→ **PROBLEM**
Below are some entries. Output each one exactly as it appears.

Dataset records
┌──
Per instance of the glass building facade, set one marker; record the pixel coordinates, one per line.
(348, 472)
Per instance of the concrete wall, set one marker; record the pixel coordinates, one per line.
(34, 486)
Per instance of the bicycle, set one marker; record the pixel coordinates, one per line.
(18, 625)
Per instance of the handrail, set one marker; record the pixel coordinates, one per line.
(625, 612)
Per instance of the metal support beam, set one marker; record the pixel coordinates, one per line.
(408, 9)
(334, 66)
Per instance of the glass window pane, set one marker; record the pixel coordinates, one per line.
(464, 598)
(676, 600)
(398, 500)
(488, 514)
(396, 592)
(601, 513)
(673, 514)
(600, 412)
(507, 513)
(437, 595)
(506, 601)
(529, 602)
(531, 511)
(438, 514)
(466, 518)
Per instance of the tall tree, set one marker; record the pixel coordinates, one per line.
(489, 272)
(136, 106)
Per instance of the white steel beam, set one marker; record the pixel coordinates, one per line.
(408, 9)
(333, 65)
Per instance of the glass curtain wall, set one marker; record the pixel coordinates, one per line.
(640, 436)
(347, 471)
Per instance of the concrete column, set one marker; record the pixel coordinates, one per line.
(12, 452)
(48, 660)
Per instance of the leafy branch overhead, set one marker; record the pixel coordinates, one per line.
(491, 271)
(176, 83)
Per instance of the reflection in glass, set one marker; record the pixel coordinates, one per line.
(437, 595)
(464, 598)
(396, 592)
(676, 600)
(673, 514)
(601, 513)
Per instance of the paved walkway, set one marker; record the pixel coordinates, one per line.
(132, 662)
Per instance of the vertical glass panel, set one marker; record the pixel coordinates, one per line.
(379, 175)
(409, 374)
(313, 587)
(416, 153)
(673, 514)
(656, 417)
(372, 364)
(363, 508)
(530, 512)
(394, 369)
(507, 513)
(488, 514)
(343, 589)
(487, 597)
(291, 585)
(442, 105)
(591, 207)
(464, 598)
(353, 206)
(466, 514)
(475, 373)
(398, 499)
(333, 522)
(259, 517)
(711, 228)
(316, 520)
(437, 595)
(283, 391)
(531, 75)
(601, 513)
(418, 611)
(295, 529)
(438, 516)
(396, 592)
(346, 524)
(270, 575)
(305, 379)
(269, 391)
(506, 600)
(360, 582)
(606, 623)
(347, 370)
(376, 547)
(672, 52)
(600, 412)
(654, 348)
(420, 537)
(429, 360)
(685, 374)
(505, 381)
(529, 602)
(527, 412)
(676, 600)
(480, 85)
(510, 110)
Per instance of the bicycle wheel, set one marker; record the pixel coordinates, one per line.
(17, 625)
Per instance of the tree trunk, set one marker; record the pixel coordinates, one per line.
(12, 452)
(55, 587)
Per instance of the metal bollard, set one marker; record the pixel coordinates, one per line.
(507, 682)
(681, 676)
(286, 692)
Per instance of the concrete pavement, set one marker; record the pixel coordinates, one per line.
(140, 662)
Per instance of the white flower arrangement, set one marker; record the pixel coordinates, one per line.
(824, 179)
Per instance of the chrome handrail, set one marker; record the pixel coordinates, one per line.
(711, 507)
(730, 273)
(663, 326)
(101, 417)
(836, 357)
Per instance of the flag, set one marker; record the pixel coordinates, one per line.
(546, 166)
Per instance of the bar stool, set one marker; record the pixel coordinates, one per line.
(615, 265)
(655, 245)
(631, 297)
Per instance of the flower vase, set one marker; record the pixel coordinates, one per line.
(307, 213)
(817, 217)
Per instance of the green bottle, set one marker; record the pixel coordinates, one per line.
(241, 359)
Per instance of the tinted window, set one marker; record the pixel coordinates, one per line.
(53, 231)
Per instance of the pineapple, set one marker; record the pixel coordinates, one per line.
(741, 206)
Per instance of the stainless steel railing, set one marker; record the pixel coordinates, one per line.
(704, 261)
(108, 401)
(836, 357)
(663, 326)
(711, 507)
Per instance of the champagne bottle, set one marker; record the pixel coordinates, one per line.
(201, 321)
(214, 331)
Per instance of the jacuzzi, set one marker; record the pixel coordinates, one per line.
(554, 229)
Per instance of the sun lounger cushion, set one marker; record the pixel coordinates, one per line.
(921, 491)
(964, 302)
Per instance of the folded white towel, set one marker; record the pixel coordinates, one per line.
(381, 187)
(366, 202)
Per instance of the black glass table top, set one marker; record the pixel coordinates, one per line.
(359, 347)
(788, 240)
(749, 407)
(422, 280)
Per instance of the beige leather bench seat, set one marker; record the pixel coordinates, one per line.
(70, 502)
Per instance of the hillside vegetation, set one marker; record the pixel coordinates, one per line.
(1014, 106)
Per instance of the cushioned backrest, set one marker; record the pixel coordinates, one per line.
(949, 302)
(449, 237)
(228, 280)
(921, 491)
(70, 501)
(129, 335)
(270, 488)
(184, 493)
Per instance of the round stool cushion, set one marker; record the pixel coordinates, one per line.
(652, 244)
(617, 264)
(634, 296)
└──
→ **TASK RESPONSE**
Per instance of the glass building facade, set one marker; record the pixel coordinates, one per line.
(348, 472)
Per instance of the concrete wall, set one marker; record the pixel coordinates, one per line.
(34, 486)
Per instance of the bicycle, set one marker; record the pixel coordinates, one per line.
(18, 625)
Per instance of the handrail, set one marker; record the pixel coordinates, one per line.
(625, 612)
Per instance of the metal support beam, set one marker; record the pixel coordinates, one per line.
(408, 9)
(334, 66)
Per instance of the glass window pane, set one marker; record the pixel coordinates, one per line.
(464, 598)
(676, 600)
(398, 500)
(488, 514)
(396, 592)
(601, 513)
(673, 514)
(600, 412)
(507, 513)
(437, 595)
(506, 601)
(529, 602)
(531, 511)
(438, 514)
(466, 518)
Per instance of the tall tree, set one marker; record the pixel coordinates, one per line.
(489, 272)
(136, 106)
Per instance of the white steel beam, set one marker; record the pixel coordinates, one per line.
(408, 9)
(333, 65)
Per instance of the glass curtain wall, set one marker; record the pixel coordinates, one per line.
(640, 436)
(347, 471)
Per instance of the concrete column, set one marker; record the pixel coordinates, one per line.
(12, 452)
(48, 660)
Per instance of the leafy branch overhead, set one marker; record the pixel coordinates, one per line.
(491, 271)
(176, 83)
Per instance of the reflection in glass, set one marker; record the pixel coordinates, one per line.
(437, 595)
(464, 598)
(396, 592)
(676, 600)
(673, 514)
(601, 513)
Per instance of the paved walkway, set one marker; record the pixel coordinates, one per line.
(132, 662)
Per instance of the vertical glass panel, set one marker; record the pixel coordinates, one per line.
(379, 175)
(409, 374)
(313, 587)
(416, 153)
(673, 514)
(656, 417)
(372, 364)
(363, 508)
(530, 512)
(394, 369)
(507, 513)
(488, 514)
(343, 589)
(487, 597)
(291, 585)
(442, 105)
(591, 207)
(464, 598)
(353, 206)
(466, 514)
(475, 373)
(398, 499)
(333, 522)
(259, 517)
(711, 228)
(316, 520)
(437, 595)
(283, 391)
(531, 75)
(601, 513)
(418, 611)
(295, 529)
(438, 516)
(396, 592)
(346, 524)
(270, 575)
(305, 379)
(269, 391)
(506, 600)
(360, 582)
(606, 623)
(347, 370)
(376, 547)
(672, 52)
(600, 412)
(654, 348)
(420, 537)
(429, 360)
(685, 374)
(505, 381)
(529, 602)
(527, 412)
(676, 600)
(480, 85)
(510, 110)
Per instance of the bicycle wheel, set one marker; record the pixel coordinates, one per line.
(17, 625)
Per instance of the tree trunk, set one marker; record the pixel coordinates, one per line.
(12, 452)
(55, 587)
Per instance of the metal bollard, set one marker; record the pixel coordinates, one per line.
(507, 682)
(681, 676)
(286, 692)
Per instance of the concrete pavement, set one marker; record the pixel coordinates, one per line.
(140, 662)
Per instance of the white flower arrangement, set one marker; record the pixel coordinates, one per line.
(824, 179)
Per instance of the chrome handrail, set one marker; record the pixel coordinates, one per line.
(711, 507)
(730, 273)
(663, 326)
(101, 417)
(836, 357)
Per instance of the flag, set one marker; record the pixel coordinates, one per line.
(546, 166)
Per instance of the bar stool, set one marker; record the pixel coordinates, one per line.
(615, 265)
(655, 245)
(631, 297)
Per instance of the flower vase, set one marker; record the pixel coordinates, one per line.
(307, 213)
(817, 217)
Per instance of the green bottle, set one marker; record the pixel coordinates, one per line.
(241, 359)
Per instance of the tinted window, set one marker; record the pixel coordinates, one per line.
(53, 231)
Per instance of the pineapple, set one marker; record the pixel coordinates, one per line.
(741, 206)
Per instance of the stainless steel railing, set one marker; record the pixel coordinates, one per line.
(704, 261)
(108, 401)
(836, 357)
(663, 326)
(711, 507)
Per instance of the champagne bottle, set one marker; record the pixel coordinates, one per line.
(201, 321)
(214, 331)
Per instance of the jacuzzi, set one marker; record the pixel coordinates, one per line.
(554, 229)
Per instance of the sun lounger cushion, set one marker; record the pixel coordinates, one per line.
(921, 491)
(964, 302)
Per instance of the folded white towel, set one marker; record the pixel coordinates, one per line.
(381, 187)
(366, 202)
Per instance of the black glass table top, set one marker; record the pixel coordinates, one per line.
(359, 347)
(788, 240)
(749, 407)
(422, 280)
Per instance of the beige leather bench seat, set one marker; record the pixel coordinates, one per line.
(70, 502)
Per instance of the hillside vegetation, set one marker; record the pixel coordinates, one per line.
(1014, 106)
Per instance of the cushioned backrest, set one marker; record the pixel coordinates, one per line.
(949, 302)
(449, 237)
(228, 280)
(921, 491)
(70, 501)
(129, 335)
(270, 488)
(184, 493)
Per instance of the round stool cushion, set one marker; record the pixel coordinates, one per line.
(652, 244)
(617, 264)
(634, 296)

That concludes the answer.